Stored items
* start *

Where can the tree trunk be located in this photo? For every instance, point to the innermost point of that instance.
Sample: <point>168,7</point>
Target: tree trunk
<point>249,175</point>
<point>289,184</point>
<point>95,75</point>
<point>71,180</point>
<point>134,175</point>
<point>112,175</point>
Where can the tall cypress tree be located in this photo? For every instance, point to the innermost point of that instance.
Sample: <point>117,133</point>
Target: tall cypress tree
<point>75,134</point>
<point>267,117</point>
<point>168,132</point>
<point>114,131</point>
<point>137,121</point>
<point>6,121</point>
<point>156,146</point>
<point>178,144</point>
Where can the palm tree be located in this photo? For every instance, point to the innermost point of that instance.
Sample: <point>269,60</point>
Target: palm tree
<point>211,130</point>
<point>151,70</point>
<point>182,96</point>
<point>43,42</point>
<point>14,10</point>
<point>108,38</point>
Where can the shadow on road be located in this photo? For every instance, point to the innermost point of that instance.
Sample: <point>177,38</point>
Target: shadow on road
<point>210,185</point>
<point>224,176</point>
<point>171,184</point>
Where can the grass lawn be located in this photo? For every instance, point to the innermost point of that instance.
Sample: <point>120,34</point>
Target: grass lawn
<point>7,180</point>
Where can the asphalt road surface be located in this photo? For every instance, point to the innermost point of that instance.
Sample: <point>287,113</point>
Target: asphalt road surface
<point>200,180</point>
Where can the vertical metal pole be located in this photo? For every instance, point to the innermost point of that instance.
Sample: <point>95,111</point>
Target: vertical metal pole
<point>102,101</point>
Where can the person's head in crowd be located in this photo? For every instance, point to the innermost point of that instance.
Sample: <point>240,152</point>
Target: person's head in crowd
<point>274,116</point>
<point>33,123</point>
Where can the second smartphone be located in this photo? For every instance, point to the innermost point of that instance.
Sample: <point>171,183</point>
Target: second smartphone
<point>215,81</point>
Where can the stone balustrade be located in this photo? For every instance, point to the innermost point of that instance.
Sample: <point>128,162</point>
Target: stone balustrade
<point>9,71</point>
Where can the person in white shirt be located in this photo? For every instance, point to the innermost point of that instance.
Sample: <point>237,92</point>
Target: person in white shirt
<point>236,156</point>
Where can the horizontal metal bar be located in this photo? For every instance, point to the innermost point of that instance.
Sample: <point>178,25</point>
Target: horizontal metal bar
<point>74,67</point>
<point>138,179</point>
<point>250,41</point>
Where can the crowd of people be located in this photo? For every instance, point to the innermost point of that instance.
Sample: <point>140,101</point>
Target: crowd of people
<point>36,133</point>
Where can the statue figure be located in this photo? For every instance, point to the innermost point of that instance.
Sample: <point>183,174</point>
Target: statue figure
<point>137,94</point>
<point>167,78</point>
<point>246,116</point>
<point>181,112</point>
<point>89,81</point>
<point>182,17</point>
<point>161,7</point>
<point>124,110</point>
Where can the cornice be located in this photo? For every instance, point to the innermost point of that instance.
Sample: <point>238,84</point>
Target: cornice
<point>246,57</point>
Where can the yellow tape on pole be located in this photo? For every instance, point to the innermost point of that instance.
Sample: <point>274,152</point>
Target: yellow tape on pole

* end *

What is being asked: Reproduce every row above, word for word and with no changes.

Answer in full:
Where can the tree trunk be located in this photo? For every instance, point to the innermost point of that instance.
Sample: <point>168,7</point>
Target: tree trunk
<point>249,175</point>
<point>289,184</point>
<point>95,75</point>
<point>71,180</point>
<point>134,175</point>
<point>112,175</point>
Where can the tall cypress tree be located in this photo? For every instance, point to the innermost point of that instance.
Sample: <point>117,133</point>
Target: tall cypress tree
<point>75,134</point>
<point>267,117</point>
<point>168,132</point>
<point>114,131</point>
<point>137,121</point>
<point>6,121</point>
<point>156,146</point>
<point>178,144</point>
Where can the palm tree be located in this photo? For every instance, point to the innermost point of that instance.
Sample: <point>269,60</point>
Target: palm tree
<point>211,130</point>
<point>151,70</point>
<point>182,96</point>
<point>43,42</point>
<point>14,10</point>
<point>108,38</point>
Where can the shadow on road be located in this photo? For every instance, point to the innermost point of that instance.
Sample: <point>177,38</point>
Target: shadow on road
<point>210,185</point>
<point>224,176</point>
<point>171,184</point>
Where can the grass lawn be located in this photo? For every instance, point to the innermost point of that instance.
Sample: <point>120,34</point>
Target: grass lawn
<point>7,180</point>
Where can the asphalt road surface be located in this photo? For every instance, point to the innermost point of that instance.
Sample: <point>287,113</point>
Target: asphalt road surface
<point>200,180</point>
Where can the vertical metal pole be located in this photo? For every instance, point to the innermost point of that instance.
Sample: <point>95,111</point>
Target: vertical metal pole
<point>102,101</point>
Where can the person's head in crowd be located in this photo? For every instance, point to the innermost point of that instance.
Sample: <point>240,152</point>
Target: person's head in crowd
<point>274,116</point>
<point>33,123</point>
Where can the second smartphone be located in this photo? For every instance, point to the innermost point of that instance.
Sample: <point>171,183</point>
Target: second smartphone
<point>215,81</point>
Where can the stone balustrade be located in this photo? For every instance, point to the innermost point of that instance.
Sample: <point>128,162</point>
Target: stone balustrade
<point>9,71</point>
Where can the person in white shirt be located in this photo? For every instance, point to the innermost point of that instance.
Sample: <point>237,92</point>
Target: person in white shirt
<point>236,156</point>
Where can the horizontal metal bar be located in this photo? For every instance, point to the innermost point of that instance.
Sample: <point>178,25</point>
Target: horizontal metal bar
<point>74,67</point>
<point>138,179</point>
<point>250,41</point>
Where can the crowd of people be located in this photo? For every instance, point to the innermost point of that instance.
Sample: <point>140,101</point>
Target: crowd of people
<point>36,133</point>
Where can the statue figure be located in this photo? For every instance, point to the innermost point of that instance.
Sample: <point>183,174</point>
Target: statue figure
<point>137,94</point>
<point>167,78</point>
<point>246,116</point>
<point>181,112</point>
<point>89,81</point>
<point>182,17</point>
<point>161,7</point>
<point>124,110</point>
Where can the cornice be located in this photo? For every instance, point to the innermost point of that instance.
Sample: <point>238,84</point>
Target: cornice
<point>246,57</point>
Where can the yellow tape on pole be located in this photo? For every instance, point to the innermost point of that instance.
Sample: <point>274,152</point>
Target: yellow tape on pole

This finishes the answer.